Stored dataset items
——
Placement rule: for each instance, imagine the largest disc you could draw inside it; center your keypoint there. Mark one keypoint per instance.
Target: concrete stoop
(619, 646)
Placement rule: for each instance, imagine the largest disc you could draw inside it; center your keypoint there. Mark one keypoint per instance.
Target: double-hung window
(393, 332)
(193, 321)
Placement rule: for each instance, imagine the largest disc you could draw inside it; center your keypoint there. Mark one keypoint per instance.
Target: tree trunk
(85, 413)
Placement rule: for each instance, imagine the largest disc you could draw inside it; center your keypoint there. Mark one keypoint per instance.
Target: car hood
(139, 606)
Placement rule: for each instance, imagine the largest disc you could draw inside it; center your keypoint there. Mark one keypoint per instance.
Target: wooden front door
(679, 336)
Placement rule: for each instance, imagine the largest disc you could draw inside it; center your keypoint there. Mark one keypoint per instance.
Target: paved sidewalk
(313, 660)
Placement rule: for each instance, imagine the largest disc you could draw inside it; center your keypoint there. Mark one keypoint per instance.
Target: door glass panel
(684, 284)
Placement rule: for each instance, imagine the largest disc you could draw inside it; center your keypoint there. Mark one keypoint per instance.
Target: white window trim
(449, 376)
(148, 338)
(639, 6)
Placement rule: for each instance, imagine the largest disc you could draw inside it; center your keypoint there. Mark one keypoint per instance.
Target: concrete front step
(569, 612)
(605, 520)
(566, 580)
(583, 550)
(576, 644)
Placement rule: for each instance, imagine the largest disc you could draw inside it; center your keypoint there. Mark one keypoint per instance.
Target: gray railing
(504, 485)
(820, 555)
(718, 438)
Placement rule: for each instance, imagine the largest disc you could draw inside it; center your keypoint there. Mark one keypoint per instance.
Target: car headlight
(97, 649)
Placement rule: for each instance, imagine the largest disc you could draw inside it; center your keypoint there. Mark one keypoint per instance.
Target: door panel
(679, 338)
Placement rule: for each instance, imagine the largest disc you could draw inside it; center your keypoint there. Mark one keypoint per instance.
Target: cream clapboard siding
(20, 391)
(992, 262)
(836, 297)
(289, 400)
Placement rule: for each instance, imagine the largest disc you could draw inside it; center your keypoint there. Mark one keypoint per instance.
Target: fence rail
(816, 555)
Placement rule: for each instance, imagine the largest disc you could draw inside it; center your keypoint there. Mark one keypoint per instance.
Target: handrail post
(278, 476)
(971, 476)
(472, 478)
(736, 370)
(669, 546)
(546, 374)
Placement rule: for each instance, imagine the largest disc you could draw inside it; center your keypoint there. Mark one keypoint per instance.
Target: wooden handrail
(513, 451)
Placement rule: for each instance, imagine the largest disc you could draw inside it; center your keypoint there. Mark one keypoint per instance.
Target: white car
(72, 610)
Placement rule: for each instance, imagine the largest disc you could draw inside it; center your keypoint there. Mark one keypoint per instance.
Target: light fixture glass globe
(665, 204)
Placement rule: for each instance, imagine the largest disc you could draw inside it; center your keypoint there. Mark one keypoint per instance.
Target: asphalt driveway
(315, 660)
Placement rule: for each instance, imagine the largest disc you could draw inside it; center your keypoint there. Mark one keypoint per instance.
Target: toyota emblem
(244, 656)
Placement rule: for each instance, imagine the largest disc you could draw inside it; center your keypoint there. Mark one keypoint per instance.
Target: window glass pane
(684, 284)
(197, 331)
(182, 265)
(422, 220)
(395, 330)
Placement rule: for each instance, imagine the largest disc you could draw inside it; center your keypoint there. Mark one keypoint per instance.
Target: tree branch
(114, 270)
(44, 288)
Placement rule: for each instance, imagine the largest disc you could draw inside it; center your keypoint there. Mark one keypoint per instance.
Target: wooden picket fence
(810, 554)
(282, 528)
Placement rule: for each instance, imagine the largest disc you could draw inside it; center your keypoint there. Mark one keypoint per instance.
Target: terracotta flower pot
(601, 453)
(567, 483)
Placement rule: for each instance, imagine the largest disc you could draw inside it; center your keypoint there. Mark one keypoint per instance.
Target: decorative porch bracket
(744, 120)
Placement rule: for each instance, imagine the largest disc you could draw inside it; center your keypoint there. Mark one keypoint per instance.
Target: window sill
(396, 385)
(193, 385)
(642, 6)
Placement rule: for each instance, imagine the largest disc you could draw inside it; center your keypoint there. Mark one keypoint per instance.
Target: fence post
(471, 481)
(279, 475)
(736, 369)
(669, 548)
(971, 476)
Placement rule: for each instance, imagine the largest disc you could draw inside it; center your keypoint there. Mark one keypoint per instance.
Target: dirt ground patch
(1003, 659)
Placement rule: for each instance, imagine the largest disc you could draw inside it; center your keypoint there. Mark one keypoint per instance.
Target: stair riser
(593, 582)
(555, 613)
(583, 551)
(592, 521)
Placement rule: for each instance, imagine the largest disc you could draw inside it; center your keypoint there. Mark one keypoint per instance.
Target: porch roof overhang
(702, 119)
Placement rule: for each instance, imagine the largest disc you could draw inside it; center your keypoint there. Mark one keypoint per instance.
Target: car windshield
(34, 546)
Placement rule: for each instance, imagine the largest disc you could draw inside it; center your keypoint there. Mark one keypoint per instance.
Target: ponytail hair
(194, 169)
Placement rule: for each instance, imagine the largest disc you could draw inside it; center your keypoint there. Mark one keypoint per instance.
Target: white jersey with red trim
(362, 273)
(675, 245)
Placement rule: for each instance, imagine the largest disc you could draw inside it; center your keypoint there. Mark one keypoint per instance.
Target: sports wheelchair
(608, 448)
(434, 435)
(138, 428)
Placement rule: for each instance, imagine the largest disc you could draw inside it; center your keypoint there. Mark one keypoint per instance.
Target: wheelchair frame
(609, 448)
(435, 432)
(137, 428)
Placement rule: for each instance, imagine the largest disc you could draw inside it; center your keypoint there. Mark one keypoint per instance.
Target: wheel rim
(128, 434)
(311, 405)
——
Pick out every line of the records that contains the word "wheelchair" and copy each one.

Solved problem:
Target: sports wheelchair
Target: wheelchair frame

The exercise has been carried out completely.